*WHAT TO WORK ON*:
Spot each line in the data below containing "instance" and copy it.

*INPUT DATA*:
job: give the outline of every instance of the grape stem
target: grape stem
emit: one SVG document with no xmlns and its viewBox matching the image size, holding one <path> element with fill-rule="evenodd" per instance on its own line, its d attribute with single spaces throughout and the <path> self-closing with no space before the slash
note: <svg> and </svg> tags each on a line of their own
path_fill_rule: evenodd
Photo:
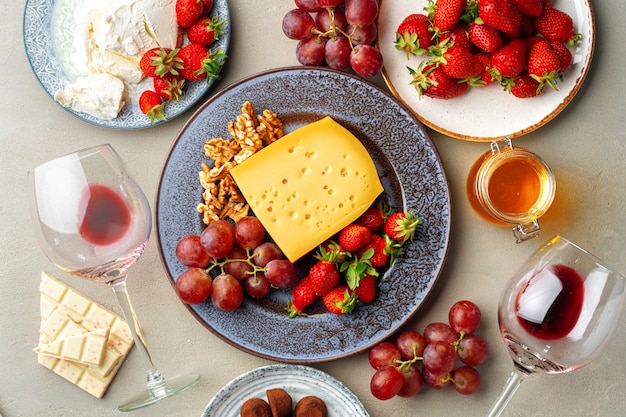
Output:
<svg viewBox="0 0 626 417">
<path fill-rule="evenodd" d="M 227 263 L 230 262 L 245 262 L 248 265 L 250 265 L 252 267 L 252 271 L 246 271 L 246 274 L 248 275 L 253 275 L 256 278 L 256 274 L 259 272 L 266 272 L 267 269 L 261 266 L 256 265 L 253 261 L 252 258 L 254 258 L 255 256 L 257 256 L 258 254 L 256 253 L 250 253 L 250 249 L 246 249 L 246 258 L 245 259 L 231 259 L 231 258 L 222 258 L 220 259 L 211 259 L 211 264 L 205 269 L 206 273 L 208 274 L 209 272 L 211 272 L 213 269 L 215 268 L 220 268 L 220 271 L 222 274 L 226 273 L 226 271 L 224 271 L 224 265 L 226 265 Z"/>
<path fill-rule="evenodd" d="M 354 33 L 356 32 L 357 26 L 352 25 L 352 32 L 349 34 L 346 33 L 341 28 L 338 28 L 337 25 L 335 24 L 335 8 L 327 7 L 326 10 L 328 10 L 328 16 L 330 17 L 330 28 L 326 32 L 322 32 L 319 29 L 314 28 L 312 32 L 319 37 L 330 38 L 332 40 L 337 39 L 338 35 L 343 35 L 346 37 L 346 39 L 348 39 L 348 42 L 350 43 L 350 49 L 353 50 L 354 49 L 353 39 L 354 39 Z M 360 39 L 357 38 L 356 40 L 359 41 Z"/>
</svg>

*RESPONSE BOX*:
job: give the outline of every instance of the grape stem
emit: one SVG document with no xmlns and its viewBox matching the image size, holding one <path> element with fill-rule="evenodd" per instance on its own line, its d attribute with single spaces throughout and the <path> self-closing with no space before the slash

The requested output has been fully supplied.